EXERCISE: Reproduce the data in full, exactly.

RECORDS PROVIDED:
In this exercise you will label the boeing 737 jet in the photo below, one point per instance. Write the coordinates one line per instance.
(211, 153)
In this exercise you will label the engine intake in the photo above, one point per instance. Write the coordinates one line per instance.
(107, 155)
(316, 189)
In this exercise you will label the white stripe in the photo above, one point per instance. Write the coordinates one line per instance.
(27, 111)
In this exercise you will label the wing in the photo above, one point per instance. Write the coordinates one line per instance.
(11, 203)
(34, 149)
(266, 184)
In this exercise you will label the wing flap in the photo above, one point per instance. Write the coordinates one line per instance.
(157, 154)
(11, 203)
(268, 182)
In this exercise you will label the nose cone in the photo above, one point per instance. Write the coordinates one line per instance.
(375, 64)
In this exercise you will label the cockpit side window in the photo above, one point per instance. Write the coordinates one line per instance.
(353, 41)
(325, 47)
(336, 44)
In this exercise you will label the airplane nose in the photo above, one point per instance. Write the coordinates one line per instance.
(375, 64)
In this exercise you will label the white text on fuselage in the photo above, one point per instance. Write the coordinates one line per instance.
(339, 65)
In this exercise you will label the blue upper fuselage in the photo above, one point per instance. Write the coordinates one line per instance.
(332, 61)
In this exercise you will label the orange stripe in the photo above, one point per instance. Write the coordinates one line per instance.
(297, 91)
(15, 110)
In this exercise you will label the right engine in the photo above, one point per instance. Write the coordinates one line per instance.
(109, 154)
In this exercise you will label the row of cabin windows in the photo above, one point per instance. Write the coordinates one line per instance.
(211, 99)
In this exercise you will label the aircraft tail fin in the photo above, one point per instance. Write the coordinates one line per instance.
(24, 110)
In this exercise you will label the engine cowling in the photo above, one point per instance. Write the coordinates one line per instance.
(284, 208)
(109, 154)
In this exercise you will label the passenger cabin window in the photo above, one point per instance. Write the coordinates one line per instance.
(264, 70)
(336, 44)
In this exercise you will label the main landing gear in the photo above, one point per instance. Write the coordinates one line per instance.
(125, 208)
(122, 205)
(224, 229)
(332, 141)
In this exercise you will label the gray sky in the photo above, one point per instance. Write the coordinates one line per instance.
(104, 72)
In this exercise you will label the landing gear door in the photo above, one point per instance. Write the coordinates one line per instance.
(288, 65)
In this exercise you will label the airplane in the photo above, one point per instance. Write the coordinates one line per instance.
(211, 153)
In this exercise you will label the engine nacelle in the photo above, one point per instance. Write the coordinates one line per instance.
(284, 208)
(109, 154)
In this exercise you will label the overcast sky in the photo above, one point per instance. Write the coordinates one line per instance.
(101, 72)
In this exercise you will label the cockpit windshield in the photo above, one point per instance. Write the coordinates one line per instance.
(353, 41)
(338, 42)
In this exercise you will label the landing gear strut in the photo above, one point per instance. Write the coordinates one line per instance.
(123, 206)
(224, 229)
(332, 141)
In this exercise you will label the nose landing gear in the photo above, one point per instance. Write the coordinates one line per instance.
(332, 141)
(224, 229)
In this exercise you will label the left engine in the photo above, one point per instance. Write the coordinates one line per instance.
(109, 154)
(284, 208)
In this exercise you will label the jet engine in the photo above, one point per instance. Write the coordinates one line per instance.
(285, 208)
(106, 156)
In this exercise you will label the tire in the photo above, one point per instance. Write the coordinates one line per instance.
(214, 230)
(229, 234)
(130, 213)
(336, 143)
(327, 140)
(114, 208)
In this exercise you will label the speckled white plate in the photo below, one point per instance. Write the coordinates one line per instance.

RESULT OF THE TASK:
In this exercise you will label the boeing 737 jet in the photo below, one point per instance. Write the coordinates one line per instance.
(211, 153)
In this exercise you will label the engine intake in the photo above, one point per instance. Write the coordinates one line per instance.
(107, 155)
(316, 189)
In this exercise you will label the white stripe in the photo above, one point per instance. Write the coordinates one line per instance.
(27, 111)
In this exercise you will label the wing in the photo above, one point per instance. Write the coordinates one line per instance.
(11, 203)
(34, 149)
(266, 184)
In this exercise you will label the wing flap in the photo above, one point per instance. Write the coordinates one line per instance.
(157, 154)
(11, 203)
(268, 182)
In this exercise you will label the nose cone in the photo above, one point per instance. Write the coordinates one line per instance.
(375, 64)
In this exercise you will label the cockpit side window in the photo above, one point per instance. Write the coordinates one line per instance.
(353, 41)
(325, 47)
(336, 44)
In this exercise you will label the airplane nose in the photo above, one point per instance. Write the coordinates one line per instance.
(375, 64)
In this exercise you will label the white text on fuselage in the photo above, one point per instance. Write the coordinates one line per instance.
(339, 65)
In this exercise you will label the blue upper fuselage in the photo above, one point per instance. Write the coordinates one line per instance.
(332, 61)
In this exercise you will label the orange stripe in the photo above, one point per instance. Write the coordinates one line per instance.
(297, 91)
(15, 110)
In this exercise you will label the right engine in the photo above, one point per instance. Write the coordinates one line per instance.
(109, 154)
In this exercise you will label the row of cabin windows in the photo above, one point per instance. Write the coordinates one line per instance.
(211, 99)
In this exercise you will label the aircraft tail fin in the photo above, one point per instance. Write the coordinates one line per instance.
(24, 110)
In this exercise you will label the engine cowling in the photo above, one point per instance. Write the coordinates one line per instance.
(284, 208)
(109, 154)
In this exercise you will label the passenger cabin window in the photo above, one point per instance. Write the coordinates one line per instance.
(264, 70)
(336, 44)
In this exercise you will label the main landing gear in the photo above, one point per instance. Write the coordinates one line per instance.
(125, 208)
(122, 205)
(224, 229)
(332, 141)
In this exercise you will label the gray sky in the photo above, one point per instance. Write the coordinates one line per instance.
(104, 72)
In this exercise you will label the landing gear door in the photo above, one point per instance. Write the coordinates one line per instance.
(288, 65)
In this exercise you will label the airplane in the photo above, one point per instance. Write the coordinates one line per instance.
(211, 153)
In this exercise you will label the engine nacelle in the photo above, one point per instance. Write the coordinates one line per instance.
(284, 208)
(109, 154)
In this exercise you will label the overcast sky in the photo above, one point per instance. Write the coordinates one line per instance.
(101, 72)
In this exercise you will label the cockpit windshield in the photo above, one point per instance. Write the coordinates one line per instance.
(353, 41)
(338, 42)
In this exercise you will label the landing gear strut in the photo above, one point per instance. Write the coordinates one line per instance.
(123, 206)
(224, 229)
(332, 141)
In this exercise you will label the nose landing gear in the photo above, one point per instance. Write the coordinates one line per instance.
(332, 141)
(224, 229)
In this exercise you will label the left engine in the photo above, one point per instance. Write the coordinates one line per instance.
(109, 154)
(284, 208)
In this exercise you will label the jet engine in the photo above, one point per instance. Write the coordinates one line per instance.
(285, 208)
(106, 156)
In this exercise you will label the tire in the photo above, one point per instance. Write the coordinates one line per instance.
(214, 230)
(229, 234)
(130, 213)
(336, 143)
(327, 140)
(114, 208)
In this exercise you will label the speckled white plate in the photo below, one point per instance. Write the coordinates one line per instance.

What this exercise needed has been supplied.